-- Begin Text segment --

Thursday, April 24, 2014

She's molting!

Remember when she was constantly sweating but refused to shed?  Looks like she's shedding now. 

It was a little hard to take a good photo of it

You can kind of see, but she's all patchy

She kind of looked like an overo with brown spots instead of white.

I was not kidding! She looks just hilarious.  These pictures are actually from the other day, but I was out again this evening and she's all patchy with her smooth summer coat showing on the majority of both her sides, parts of her neck, and most of her face (with the exception of her wispy winter beard and her blaze).  I was just a bit disappointed to see how dark her summer coat looks, though.  I love her to bits, but I was so hoping that she wouldn't get dark this summer like she did last year.  I see now that she is getting darker than ever.  On the bright side, her summer coat is looking nice and shiny and soft!

I will try to remember to take pictures of her next time I'm out of what her new coat looks like.  She was just much too dirty for that today.  I'm eager to be done shedding her out soon; she's been sweating like crazy in even fairly light work, and she rolled in the mud again today to cool off.  I guess it's a sign that spring has finally sprung.  Hopefully it's here to stay.  

Wednesday, April 23, 2014

Another amazing Viva Carlos Blog hop!

The most recent installment in the lovely series of Viva Carlos's Magical Blog Hops is called Appreciating what you have, and based on the type of progress (and occasional lack thereof) I've been seeing more recently, I can't think of an idea I like better than pointing out just a little bit of the endless supply of traits and qualities I absolutely adore about my horse.  


"With training it's easy to know the things you need to work on and nitpick nitpick, especially when your goal is to show. I'm particularly bad at this right now, but getting better due to holding Carlos on an eternal pedestal and Ramone on a stool in the corner wearing a dunce cap."

"Lets take a moment to appreciate the Pros of our current ponies, whether you own them or just ride them in lessons."  (all quoted sections directly from Viva Carlos)

What I love about Jazz 
I know far too little about conformation for my liking, but I'm told Jazz has excellent conformation.  
She is so smart! I could teach this horse by accident (which I technically have done a time or two)
She gets so itchy in the spring and makes all kinds of funny faces when I scratch her
She's amazingly soft on her mouth and usually fairly responsive to leg pressure.
As soon as she has a saddle on her, she goes right into work mode.
She's usually very good at picking up her feet.  If she won't pick up one foot, the opposite is almost always packed with mud and a nasty rock or two.
She's mine, all mine.

-- End Text segment --
-- Begin Records supplied --

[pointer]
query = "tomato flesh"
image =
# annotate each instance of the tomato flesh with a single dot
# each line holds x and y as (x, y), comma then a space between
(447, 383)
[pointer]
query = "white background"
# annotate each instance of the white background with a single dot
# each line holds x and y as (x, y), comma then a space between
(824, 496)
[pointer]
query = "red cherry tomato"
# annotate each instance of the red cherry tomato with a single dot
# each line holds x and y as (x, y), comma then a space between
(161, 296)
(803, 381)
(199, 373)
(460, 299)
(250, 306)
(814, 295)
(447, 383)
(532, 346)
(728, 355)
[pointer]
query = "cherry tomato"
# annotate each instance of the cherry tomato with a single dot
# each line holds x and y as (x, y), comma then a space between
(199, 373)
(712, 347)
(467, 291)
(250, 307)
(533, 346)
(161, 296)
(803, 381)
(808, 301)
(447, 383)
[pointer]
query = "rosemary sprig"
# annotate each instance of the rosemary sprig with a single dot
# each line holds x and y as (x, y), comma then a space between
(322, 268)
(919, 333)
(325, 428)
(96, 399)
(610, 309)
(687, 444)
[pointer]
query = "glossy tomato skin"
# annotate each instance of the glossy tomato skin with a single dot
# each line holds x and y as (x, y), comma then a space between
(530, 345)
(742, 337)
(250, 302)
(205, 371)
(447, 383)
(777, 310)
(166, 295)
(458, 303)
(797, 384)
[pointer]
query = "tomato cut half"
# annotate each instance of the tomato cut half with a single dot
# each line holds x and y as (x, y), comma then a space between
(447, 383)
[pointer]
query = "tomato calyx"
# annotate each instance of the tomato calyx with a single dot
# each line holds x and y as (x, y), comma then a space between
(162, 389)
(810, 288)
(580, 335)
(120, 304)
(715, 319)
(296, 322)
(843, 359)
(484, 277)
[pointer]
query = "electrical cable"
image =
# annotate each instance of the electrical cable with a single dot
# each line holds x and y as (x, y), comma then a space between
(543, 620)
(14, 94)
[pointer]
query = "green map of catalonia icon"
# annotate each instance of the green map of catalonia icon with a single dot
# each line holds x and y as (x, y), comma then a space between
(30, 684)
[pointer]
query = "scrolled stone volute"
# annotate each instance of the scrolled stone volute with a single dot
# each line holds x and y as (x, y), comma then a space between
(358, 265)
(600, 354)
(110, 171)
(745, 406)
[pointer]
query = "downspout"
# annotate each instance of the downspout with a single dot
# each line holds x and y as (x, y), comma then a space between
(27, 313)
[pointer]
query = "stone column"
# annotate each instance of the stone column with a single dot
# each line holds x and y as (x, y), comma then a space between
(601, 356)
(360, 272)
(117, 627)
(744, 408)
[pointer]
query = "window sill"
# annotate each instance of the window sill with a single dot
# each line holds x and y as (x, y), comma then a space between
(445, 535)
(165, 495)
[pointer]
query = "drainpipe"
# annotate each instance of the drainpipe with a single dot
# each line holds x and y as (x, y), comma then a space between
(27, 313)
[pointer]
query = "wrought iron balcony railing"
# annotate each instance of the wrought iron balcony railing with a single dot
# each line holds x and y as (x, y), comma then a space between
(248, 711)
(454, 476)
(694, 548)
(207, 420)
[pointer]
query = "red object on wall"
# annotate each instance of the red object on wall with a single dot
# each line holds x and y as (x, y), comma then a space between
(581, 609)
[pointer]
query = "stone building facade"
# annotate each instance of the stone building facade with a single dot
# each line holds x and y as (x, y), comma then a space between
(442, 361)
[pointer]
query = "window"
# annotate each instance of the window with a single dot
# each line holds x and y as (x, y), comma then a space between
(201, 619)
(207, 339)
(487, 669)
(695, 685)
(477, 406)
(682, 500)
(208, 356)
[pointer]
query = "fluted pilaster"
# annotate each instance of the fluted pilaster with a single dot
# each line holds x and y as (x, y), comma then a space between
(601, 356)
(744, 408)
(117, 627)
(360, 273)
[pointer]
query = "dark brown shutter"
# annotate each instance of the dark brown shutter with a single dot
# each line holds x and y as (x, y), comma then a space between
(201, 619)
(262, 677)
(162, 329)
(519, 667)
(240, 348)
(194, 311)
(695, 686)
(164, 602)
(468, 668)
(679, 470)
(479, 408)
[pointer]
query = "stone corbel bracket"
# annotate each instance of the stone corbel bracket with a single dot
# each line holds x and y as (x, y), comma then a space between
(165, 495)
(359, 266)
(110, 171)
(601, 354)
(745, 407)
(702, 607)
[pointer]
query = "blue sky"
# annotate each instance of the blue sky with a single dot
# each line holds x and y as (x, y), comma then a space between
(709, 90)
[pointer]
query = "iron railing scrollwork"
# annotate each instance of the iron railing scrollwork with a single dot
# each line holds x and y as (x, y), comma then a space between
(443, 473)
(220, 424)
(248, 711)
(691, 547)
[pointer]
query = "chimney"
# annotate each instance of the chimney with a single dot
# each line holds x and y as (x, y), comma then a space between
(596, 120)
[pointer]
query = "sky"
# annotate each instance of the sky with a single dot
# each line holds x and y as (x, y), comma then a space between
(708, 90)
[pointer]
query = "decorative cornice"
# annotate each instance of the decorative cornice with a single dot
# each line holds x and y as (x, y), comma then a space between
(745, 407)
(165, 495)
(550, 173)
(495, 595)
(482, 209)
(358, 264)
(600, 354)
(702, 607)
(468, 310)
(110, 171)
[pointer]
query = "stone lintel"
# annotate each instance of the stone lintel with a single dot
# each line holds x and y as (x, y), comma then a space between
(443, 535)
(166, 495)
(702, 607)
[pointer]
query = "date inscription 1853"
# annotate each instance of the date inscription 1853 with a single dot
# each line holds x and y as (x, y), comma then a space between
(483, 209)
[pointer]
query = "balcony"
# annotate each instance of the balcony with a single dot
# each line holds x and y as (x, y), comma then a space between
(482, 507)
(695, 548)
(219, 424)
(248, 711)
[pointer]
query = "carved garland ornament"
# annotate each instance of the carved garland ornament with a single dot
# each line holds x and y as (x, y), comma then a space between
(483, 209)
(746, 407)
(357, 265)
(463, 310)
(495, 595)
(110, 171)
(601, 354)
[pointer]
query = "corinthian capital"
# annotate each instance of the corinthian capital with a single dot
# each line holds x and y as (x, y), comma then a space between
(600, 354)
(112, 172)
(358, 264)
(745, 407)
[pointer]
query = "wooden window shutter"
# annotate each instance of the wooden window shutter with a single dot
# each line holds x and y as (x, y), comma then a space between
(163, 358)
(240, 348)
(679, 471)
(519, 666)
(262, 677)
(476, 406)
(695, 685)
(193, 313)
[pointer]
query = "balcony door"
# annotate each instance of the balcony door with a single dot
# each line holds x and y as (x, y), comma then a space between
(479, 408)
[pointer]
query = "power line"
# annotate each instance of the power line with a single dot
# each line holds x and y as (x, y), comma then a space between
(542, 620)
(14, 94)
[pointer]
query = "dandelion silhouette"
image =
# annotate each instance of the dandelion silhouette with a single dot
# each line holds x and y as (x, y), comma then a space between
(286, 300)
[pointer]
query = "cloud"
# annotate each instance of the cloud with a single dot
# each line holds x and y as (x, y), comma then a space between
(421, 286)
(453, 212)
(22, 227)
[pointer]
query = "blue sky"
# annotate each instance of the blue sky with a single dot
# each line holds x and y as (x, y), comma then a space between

-- End Records supplied --

Exercise task => Can you write out the horse blog post from "She is so smart!" to "rock or two." again, swapping "saddle" for "bridle"?

Problem solution =>
She is so smart! I could teach this horse by accident (which I technically have done a time or two)
She gets so itchy in the spring and makes all kinds of funny faces when I scratch her
She's amazingly soft on her mouth and usually fairly responsive to leg pressure.
As soon as she has a bridle on her, she goes right into work mode.
She's usually very good at picking up her feet.  If she won't pick up one foot, the opposite is almost always packed with mud and a nasty rock or two.